— WORK REQUIRED —
Show every line of the records below that contains the word "treeline".
——————————
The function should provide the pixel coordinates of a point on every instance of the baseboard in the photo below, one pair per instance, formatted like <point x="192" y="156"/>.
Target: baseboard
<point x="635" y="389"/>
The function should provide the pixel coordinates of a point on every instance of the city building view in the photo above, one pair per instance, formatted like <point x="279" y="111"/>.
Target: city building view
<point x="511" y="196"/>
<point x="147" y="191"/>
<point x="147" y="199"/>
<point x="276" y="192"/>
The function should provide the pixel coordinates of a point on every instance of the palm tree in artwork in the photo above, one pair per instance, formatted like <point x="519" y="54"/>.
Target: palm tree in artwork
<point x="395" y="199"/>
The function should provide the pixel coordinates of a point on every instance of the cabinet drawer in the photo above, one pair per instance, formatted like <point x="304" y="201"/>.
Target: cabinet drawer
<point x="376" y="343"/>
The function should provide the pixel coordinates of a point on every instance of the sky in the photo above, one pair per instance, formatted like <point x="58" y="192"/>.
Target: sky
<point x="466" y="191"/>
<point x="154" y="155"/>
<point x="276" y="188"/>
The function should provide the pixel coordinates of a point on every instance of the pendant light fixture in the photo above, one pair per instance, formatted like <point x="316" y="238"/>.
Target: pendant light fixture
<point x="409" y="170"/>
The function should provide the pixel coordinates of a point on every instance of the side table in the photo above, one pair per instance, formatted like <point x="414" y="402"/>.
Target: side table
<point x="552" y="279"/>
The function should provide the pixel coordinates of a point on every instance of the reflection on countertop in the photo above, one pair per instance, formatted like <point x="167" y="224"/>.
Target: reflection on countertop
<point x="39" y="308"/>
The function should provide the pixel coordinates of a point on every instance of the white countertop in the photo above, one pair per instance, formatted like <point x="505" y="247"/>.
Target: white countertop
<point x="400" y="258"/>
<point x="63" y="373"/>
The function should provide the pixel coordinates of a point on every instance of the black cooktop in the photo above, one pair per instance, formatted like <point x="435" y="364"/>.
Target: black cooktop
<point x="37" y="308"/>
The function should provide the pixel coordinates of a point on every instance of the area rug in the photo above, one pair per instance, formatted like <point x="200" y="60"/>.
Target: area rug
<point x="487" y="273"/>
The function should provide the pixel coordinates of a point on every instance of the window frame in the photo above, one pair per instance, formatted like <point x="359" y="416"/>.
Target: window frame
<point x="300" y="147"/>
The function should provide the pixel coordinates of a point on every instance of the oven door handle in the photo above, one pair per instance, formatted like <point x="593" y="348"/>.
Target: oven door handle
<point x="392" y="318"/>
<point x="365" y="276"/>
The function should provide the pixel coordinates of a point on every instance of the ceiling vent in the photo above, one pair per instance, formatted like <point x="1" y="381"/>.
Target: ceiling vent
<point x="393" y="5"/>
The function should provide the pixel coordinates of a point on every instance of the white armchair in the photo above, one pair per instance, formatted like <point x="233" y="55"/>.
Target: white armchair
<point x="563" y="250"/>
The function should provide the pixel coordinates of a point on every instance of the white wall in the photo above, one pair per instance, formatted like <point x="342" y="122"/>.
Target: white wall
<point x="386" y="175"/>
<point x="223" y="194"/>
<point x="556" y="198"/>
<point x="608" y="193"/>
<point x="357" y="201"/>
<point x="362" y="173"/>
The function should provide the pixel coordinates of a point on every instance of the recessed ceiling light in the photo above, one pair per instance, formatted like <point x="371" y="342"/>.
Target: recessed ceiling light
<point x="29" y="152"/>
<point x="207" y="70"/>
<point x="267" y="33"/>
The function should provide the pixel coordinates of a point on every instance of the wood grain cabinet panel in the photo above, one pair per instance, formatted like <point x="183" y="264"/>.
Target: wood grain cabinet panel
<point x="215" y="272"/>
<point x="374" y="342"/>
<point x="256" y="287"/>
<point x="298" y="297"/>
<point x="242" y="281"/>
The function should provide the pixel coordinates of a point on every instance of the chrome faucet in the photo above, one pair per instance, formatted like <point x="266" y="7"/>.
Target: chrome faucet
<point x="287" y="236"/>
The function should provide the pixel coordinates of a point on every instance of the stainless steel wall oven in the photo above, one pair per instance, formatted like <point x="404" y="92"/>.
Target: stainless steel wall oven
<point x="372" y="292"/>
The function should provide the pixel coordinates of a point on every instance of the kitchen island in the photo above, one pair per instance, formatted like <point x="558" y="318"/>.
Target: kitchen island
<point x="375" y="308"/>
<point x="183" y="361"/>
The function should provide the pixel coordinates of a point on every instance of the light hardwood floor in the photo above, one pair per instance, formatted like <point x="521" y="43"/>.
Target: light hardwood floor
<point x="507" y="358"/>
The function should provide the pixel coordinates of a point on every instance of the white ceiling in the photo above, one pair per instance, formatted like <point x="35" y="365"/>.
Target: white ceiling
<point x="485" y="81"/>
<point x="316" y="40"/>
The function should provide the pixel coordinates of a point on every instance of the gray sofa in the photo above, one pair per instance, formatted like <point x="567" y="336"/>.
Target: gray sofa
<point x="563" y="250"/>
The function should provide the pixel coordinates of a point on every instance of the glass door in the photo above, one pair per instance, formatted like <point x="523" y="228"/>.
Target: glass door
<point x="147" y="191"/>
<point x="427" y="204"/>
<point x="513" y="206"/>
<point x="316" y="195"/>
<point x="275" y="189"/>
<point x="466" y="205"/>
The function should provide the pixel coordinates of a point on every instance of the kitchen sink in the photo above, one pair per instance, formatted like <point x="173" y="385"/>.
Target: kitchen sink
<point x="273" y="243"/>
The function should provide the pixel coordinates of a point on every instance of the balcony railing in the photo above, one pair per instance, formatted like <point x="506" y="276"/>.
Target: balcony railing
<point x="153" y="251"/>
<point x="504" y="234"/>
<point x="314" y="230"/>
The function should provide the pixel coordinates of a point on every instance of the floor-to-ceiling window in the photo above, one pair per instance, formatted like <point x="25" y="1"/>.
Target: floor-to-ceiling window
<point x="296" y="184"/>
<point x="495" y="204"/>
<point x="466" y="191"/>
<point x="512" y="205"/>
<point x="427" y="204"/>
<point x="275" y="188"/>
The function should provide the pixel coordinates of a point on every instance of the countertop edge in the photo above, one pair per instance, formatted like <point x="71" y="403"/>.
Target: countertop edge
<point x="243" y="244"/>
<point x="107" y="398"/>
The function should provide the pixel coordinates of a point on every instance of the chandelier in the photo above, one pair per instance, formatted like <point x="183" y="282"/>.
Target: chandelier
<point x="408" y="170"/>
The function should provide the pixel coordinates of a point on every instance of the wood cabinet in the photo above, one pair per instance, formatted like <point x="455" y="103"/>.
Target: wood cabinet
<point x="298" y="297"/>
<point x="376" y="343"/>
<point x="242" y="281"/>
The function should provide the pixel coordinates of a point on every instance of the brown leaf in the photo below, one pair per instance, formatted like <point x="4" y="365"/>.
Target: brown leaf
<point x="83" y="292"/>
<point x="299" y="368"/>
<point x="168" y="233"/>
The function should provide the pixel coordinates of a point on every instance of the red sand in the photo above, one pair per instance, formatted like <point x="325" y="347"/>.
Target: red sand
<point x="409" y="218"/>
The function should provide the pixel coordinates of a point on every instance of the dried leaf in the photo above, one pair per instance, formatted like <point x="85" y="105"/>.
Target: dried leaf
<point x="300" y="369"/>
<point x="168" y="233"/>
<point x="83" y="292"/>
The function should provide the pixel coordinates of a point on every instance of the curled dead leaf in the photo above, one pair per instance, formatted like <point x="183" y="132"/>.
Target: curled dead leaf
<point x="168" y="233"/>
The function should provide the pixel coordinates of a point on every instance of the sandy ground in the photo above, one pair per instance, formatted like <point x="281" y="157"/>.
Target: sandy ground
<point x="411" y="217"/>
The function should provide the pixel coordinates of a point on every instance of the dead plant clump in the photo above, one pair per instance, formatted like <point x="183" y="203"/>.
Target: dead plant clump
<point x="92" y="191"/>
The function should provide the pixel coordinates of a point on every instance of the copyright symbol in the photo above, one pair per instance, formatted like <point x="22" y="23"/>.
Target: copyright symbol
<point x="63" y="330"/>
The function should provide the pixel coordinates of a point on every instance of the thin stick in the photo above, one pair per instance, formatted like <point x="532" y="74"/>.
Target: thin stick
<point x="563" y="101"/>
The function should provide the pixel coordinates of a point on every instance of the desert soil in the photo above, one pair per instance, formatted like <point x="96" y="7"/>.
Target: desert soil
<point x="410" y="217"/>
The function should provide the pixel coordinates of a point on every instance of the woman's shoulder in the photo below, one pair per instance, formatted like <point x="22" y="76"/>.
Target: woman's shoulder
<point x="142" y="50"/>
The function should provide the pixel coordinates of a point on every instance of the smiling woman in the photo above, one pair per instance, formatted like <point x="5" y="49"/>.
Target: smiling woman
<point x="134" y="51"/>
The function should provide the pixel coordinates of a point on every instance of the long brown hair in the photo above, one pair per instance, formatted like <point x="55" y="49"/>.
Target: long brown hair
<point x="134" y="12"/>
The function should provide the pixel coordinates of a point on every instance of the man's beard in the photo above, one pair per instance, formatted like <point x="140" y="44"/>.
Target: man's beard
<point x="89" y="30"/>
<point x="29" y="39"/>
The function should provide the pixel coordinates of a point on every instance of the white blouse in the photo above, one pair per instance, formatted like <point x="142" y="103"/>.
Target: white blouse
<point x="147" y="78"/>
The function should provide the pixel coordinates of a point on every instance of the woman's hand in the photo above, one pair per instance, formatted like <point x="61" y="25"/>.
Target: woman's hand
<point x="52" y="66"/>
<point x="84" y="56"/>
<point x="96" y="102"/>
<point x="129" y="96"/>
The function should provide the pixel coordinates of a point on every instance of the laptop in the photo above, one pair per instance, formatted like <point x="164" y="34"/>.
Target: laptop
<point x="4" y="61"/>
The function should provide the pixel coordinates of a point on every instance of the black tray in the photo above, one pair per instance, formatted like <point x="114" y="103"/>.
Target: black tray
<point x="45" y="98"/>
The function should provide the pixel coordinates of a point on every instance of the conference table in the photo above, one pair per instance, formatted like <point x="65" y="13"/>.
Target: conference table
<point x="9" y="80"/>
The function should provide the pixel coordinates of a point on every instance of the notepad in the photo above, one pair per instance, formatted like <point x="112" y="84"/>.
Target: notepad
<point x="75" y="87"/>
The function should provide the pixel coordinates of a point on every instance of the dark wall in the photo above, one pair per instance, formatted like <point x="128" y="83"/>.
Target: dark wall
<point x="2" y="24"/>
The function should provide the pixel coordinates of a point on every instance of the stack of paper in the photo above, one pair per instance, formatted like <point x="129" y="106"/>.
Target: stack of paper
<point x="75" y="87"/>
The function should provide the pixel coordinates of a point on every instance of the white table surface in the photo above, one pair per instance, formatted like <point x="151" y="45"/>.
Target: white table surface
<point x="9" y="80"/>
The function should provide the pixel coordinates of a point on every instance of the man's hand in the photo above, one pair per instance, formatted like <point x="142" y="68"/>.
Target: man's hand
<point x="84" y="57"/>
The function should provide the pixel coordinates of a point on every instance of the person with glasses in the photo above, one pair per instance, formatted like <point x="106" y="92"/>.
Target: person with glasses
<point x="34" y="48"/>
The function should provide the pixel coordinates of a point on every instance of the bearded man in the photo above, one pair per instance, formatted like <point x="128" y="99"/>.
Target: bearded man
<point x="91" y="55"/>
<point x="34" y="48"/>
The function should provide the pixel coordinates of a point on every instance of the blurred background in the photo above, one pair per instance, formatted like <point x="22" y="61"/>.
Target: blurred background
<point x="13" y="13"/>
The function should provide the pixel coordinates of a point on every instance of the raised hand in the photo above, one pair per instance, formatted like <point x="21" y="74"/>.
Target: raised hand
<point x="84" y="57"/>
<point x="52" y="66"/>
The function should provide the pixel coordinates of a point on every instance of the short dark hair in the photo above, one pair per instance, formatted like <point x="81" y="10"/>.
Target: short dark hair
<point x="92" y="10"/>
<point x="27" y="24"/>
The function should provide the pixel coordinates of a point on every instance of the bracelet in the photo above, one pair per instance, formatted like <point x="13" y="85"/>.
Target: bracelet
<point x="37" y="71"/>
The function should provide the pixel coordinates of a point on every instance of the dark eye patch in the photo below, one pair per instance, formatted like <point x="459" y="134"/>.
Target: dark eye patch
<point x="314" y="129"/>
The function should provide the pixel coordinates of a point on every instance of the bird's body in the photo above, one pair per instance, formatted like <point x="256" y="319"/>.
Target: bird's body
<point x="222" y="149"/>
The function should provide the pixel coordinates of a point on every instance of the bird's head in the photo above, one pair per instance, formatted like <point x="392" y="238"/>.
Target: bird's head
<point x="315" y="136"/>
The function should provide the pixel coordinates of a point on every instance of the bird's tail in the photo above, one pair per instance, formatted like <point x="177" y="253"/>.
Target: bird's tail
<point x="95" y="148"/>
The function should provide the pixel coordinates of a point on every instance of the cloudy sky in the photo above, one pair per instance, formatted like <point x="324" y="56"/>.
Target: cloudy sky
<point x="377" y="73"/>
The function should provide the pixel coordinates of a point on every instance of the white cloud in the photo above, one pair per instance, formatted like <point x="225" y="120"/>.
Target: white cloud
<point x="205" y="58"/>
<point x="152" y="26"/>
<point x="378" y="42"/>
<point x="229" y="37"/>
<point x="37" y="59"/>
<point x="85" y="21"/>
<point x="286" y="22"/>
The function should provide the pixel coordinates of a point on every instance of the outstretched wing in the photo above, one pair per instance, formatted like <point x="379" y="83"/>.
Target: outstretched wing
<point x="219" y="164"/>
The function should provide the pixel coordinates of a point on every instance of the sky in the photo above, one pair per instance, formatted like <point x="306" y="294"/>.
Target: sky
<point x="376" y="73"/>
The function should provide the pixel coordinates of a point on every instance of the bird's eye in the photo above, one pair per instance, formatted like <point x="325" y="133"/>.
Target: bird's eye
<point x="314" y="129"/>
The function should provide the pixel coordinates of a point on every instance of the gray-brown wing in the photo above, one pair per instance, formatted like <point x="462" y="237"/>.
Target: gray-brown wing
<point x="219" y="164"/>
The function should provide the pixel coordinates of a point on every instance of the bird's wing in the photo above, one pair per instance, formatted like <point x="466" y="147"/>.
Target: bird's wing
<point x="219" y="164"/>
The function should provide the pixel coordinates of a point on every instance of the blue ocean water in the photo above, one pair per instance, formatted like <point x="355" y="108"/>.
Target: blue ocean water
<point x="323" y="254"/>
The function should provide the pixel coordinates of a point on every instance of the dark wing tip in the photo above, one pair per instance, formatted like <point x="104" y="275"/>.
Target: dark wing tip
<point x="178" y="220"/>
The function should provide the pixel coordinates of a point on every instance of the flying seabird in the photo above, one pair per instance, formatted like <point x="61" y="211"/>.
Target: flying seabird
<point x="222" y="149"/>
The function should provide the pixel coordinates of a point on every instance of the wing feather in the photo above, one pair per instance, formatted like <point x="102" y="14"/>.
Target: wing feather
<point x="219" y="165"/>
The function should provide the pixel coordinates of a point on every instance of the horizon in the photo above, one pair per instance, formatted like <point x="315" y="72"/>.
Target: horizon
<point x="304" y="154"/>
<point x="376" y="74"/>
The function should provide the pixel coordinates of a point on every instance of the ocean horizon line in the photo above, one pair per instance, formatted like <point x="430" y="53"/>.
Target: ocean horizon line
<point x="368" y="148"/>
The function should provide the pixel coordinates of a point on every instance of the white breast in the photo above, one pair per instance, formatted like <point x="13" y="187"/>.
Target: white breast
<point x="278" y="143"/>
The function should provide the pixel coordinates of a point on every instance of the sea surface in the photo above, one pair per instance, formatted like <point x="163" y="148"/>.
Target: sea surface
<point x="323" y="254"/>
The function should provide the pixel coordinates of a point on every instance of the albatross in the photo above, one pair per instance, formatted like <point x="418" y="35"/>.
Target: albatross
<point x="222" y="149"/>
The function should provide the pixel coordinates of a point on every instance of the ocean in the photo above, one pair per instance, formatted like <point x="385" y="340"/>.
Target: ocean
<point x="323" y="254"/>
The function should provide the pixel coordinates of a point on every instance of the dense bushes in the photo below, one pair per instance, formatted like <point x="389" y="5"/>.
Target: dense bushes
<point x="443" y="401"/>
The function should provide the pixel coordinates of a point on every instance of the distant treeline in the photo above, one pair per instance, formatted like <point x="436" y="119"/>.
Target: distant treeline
——————————
— ANSWER SECTION —
The function should provide the pixel coordinates of a point on every instance of the distant treeline in the photo above, one pair per instance, formatted like <point x="436" y="119"/>.
Target: distant treeline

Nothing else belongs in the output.